TASK REQUIREMENTS: Rescale the records starting with the line that contains "Put a marker on each instance of the elastic" and going on through the line that contains "[(409, 417)]", writing out every line in that span again, requests included. Multiply each coordinate in the answers by 2.1 and round it to a whole number, with halves rounded up, while the requests stay as they are.

Stored data entries:
#####
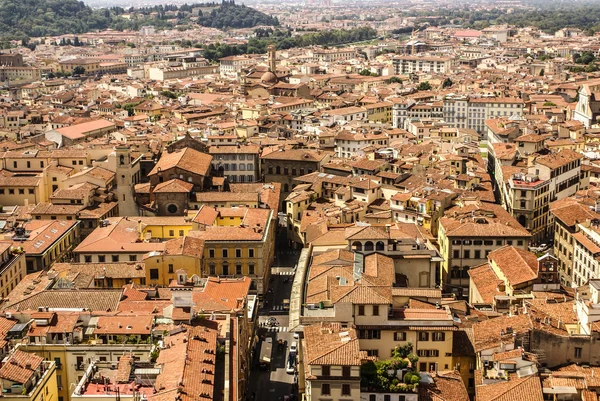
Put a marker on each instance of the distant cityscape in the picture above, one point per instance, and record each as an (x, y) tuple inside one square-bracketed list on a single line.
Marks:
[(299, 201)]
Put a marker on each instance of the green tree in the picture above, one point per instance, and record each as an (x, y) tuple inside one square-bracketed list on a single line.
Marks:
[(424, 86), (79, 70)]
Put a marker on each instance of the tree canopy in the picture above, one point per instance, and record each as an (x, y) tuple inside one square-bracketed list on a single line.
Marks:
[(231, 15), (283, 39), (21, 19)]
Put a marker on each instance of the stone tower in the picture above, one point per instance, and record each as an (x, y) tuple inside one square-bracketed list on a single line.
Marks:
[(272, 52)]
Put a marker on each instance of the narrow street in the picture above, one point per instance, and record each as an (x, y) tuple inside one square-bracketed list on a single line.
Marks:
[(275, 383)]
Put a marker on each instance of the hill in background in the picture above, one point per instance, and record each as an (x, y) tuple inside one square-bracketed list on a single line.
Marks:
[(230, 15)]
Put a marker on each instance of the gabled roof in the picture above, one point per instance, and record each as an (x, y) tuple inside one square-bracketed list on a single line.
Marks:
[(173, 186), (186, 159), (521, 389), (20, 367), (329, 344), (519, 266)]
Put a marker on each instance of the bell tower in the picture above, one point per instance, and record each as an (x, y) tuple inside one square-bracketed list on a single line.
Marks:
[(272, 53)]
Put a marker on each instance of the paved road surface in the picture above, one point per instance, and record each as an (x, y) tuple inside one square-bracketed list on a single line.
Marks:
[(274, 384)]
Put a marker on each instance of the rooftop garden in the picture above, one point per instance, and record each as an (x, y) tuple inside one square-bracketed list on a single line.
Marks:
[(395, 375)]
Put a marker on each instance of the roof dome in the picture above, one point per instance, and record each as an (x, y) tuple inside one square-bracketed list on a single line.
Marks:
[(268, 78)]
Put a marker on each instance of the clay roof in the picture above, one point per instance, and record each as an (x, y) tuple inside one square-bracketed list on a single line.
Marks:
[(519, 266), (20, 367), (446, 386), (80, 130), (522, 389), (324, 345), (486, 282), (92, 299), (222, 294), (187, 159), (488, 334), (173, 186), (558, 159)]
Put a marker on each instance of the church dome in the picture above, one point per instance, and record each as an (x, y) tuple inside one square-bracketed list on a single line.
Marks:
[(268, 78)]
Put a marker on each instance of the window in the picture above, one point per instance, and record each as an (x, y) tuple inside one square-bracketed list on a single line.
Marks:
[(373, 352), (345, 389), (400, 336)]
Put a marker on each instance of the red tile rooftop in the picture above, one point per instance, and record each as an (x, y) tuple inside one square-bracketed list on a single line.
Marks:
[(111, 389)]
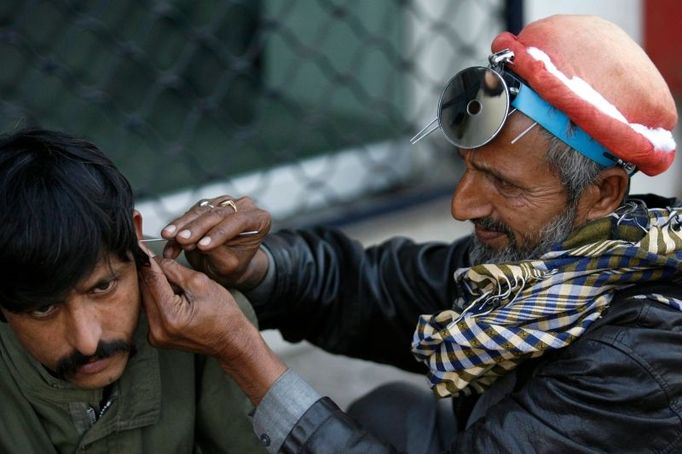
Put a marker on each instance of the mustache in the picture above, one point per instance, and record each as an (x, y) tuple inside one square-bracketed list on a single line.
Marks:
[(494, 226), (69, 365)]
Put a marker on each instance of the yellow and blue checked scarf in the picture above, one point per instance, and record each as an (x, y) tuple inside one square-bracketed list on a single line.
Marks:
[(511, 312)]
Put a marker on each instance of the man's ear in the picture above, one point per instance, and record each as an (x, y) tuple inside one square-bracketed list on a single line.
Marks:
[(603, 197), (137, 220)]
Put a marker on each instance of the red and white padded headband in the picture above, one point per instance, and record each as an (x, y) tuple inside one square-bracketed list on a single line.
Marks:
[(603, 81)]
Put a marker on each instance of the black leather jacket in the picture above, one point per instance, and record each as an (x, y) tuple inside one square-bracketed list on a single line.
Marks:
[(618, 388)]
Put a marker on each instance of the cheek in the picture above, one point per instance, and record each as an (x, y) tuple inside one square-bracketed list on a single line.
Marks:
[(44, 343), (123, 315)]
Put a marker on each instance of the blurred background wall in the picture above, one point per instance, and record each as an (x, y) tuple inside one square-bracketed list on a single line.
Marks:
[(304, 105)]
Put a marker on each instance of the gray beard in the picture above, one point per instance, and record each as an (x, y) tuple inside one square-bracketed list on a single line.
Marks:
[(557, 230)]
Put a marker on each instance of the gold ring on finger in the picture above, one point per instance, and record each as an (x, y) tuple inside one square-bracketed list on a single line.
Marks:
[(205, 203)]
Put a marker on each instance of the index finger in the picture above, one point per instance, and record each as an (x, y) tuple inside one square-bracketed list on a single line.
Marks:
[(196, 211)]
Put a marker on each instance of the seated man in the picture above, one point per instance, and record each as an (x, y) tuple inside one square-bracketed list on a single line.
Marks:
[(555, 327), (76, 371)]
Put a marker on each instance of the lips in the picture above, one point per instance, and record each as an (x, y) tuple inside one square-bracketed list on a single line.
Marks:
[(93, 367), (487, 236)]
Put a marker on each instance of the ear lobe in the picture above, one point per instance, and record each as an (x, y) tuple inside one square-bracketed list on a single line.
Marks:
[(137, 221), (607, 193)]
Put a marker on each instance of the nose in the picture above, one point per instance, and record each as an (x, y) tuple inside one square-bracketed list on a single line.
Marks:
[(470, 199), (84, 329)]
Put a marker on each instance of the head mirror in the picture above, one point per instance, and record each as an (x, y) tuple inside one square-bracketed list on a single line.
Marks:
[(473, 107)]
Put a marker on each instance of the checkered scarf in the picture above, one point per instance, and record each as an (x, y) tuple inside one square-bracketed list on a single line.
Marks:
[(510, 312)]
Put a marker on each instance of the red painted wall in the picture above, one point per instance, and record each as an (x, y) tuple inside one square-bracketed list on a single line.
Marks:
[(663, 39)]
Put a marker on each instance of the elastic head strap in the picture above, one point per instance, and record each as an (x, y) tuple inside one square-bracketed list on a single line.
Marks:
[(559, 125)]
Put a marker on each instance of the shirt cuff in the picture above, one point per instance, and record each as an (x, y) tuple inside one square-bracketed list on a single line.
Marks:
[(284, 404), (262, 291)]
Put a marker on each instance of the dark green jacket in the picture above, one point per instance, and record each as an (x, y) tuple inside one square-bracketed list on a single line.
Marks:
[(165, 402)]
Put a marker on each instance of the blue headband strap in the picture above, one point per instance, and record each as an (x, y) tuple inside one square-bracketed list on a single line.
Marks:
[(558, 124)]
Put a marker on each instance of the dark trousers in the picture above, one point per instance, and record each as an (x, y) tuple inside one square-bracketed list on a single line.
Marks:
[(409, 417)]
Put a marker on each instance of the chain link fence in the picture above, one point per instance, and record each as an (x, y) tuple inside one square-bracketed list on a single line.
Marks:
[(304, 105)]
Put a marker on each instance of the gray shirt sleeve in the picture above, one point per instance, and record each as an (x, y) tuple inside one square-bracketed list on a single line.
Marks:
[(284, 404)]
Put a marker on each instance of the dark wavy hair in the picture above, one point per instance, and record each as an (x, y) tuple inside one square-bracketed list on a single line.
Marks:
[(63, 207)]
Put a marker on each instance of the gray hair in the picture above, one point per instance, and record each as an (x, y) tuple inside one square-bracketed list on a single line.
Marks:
#####
SOLUTION TO THIS TASK:
Put a marker on each instance of the elastic head strap in the picture above, one point per instance, and record each as an (x, y) tuple inside one square-bracketed list on a single line.
Marks:
[(1174, 263)]
Put a marker on each instance of the shirt cuff in the picture above, one point per instance, and record each as an (x, y) tuple inside one square-bracketed list on a single line.
Marks:
[(596, 848), (550, 611)]
Put a marker on each instance of the dark green jacket in the picture above, one point per instance, and record each as an (x, y) tuple inside one square-bracketed list on a single line.
Marks:
[(347, 844)]
Put a marker on each instance of the blue headband strap in the picture above, one point per instance, and record each as an (x, y) tuple inside one square-bracketed list on a single line.
Marks:
[(1172, 260)]
Put a marker on each instance of the dark trousers in the picture above, one point per instance, and record each as an (x, y) tuple inside one square-bracketed list on a single line.
Marks:
[(859, 876)]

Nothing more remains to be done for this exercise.